*REQUIRED WORK:*
Write the records out again exactly, leaving no images in.

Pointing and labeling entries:
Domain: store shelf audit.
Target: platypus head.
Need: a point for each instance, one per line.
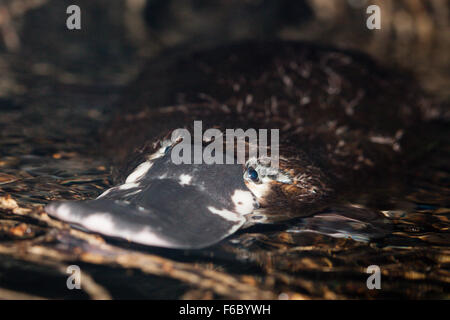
(163, 203)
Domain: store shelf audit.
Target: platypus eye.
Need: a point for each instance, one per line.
(252, 174)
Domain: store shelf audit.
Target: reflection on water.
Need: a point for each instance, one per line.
(48, 117)
(56, 160)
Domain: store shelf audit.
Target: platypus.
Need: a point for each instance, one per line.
(344, 123)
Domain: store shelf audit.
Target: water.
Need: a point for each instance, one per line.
(47, 151)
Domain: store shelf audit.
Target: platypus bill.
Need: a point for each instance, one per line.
(342, 124)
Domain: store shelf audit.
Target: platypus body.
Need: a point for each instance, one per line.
(343, 122)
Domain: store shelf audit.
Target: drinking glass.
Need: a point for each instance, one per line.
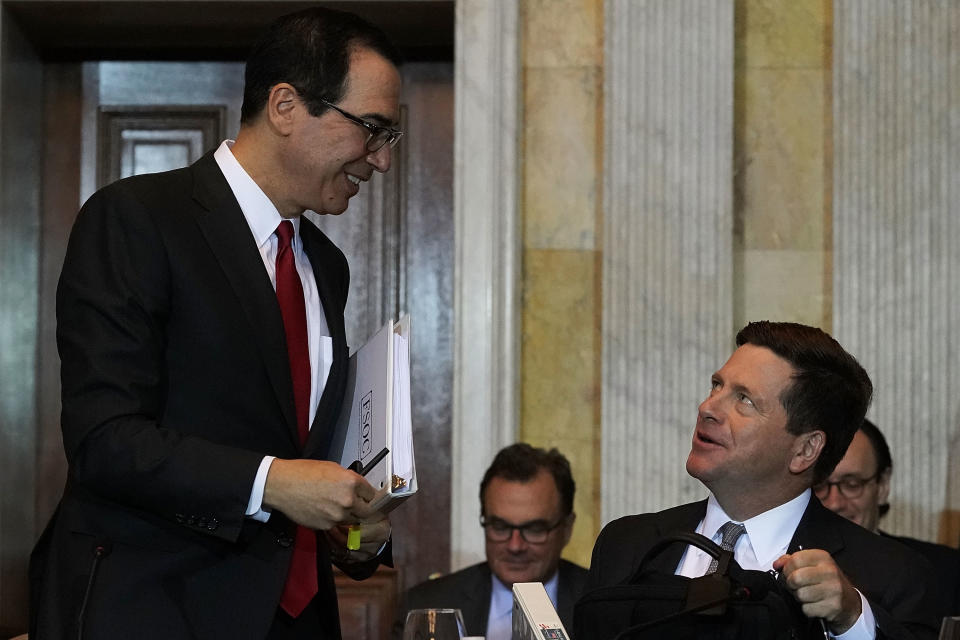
(434, 624)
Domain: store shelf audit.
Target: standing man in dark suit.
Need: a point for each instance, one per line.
(858, 490)
(526, 510)
(200, 329)
(778, 418)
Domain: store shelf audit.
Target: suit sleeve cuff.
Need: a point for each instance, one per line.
(255, 505)
(865, 628)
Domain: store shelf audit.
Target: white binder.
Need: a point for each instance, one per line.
(374, 434)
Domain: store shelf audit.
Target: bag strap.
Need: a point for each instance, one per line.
(722, 556)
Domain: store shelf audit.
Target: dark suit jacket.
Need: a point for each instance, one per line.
(175, 384)
(469, 590)
(891, 578)
(946, 571)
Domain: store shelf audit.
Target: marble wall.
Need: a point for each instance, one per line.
(668, 240)
(782, 177)
(562, 59)
(896, 239)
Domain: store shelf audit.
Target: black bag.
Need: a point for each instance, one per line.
(731, 604)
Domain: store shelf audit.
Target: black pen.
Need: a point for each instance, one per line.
(353, 532)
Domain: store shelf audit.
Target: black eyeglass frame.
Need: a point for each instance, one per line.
(824, 487)
(389, 136)
(524, 529)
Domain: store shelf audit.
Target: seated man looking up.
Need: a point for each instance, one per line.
(858, 490)
(777, 419)
(526, 510)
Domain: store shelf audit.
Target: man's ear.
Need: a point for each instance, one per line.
(807, 450)
(282, 105)
(883, 487)
(568, 528)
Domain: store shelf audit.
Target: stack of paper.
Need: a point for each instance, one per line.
(374, 435)
(534, 617)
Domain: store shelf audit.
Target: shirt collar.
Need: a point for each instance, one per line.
(260, 212)
(769, 532)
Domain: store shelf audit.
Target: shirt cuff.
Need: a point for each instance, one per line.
(255, 508)
(865, 628)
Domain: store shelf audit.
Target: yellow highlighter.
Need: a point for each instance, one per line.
(353, 537)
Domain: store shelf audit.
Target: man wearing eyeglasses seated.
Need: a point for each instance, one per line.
(526, 511)
(858, 490)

*RESPONSE TO THIS EXERCISE:*
Domain: store shelf audit.
Target: platypus head.
Need: a point for each instance, one per line.
(163, 203)
Domain: store shelf audit.
Target: platypus eye.
Need: a point for each instance, one per line.
(252, 174)
Domain: store shelf audit.
Target: reflection on water.
Need: a point for each instance, one per line.
(48, 117)
(56, 160)
Domain: store shelf audit.
Target: platypus.
Need: a point for each instance, one per line.
(344, 123)
Domain: store shelf audit.
Target: water.
Need: a point for each instance, one per line.
(47, 151)
Domain: store shelf audit.
Target: platypus bill.
Need: a point for each instance, one per line.
(342, 124)
Domain: store shelf audit.
Target: platypus body.
Need: a point for each instance, one per line.
(343, 122)
Domain: store shelf audit.
Target: drinking glass.
Need: a point for each instance, one per line.
(434, 624)
Domain: store shelf audit.
Target: standing man in dark suit.
Need: a point for each instance, one per line.
(858, 490)
(526, 510)
(200, 329)
(778, 418)
Domain: store shelf audit.
Target: suit sleeve cuff.
Need: a point for each instance, one per line.
(255, 505)
(865, 628)
Domain: store shelf audit.
Target: white binder.
Need: a point for each instance, one per line.
(374, 434)
Domain: store shelf audit.
Target: bag strap.
Need: a point for each instance, one per line.
(722, 556)
Domain: store shelf audit.
Target: dark suit jacket.
Need: a point for each instance, one per line.
(175, 384)
(469, 590)
(891, 578)
(946, 571)
Domain: store shelf audit.
Target: marble wall.
Need: a point for each instance, one per line.
(668, 240)
(782, 177)
(562, 59)
(896, 239)
Domain: store shelf audit.
Target: black bag.
Need: a point for each instance, one per line.
(731, 604)
Domain: store shelf audit.
Target: black pen.
Need: a point for each instance, one per line.
(353, 532)
Domain: store shelf audit.
Target: black eyeglass frame.
Need: a point for each instance, one per line.
(824, 487)
(389, 136)
(524, 529)
Domain: store shelf audit.
Target: seated man looking up.
Need: a point for each instance, one per line.
(858, 490)
(777, 419)
(526, 510)
Domain: store shelf audit.
Target: man's ear.
Need: a point for each instance, one per line.
(807, 450)
(282, 105)
(883, 487)
(568, 528)
Domain: store shelf audit.
Target: stack of paper.
Need: a point for each instance, one per line.
(374, 435)
(534, 617)
Domain: store shelf audit.
Target: shirt collar.
Need: a point for each instance, one per line.
(260, 212)
(769, 532)
Domain: store shelf audit.
Target: shirt cuff.
Need: a point for each instance, one per line.
(255, 508)
(865, 628)
Domain: store shelf audit.
Target: yellow highlighter.
Need: a point for each instance, one per line.
(353, 537)
Domain: store shelf audit.
Target: man wearing eyeglasses seated.
Need: a point for each instance, one per line.
(526, 511)
(858, 490)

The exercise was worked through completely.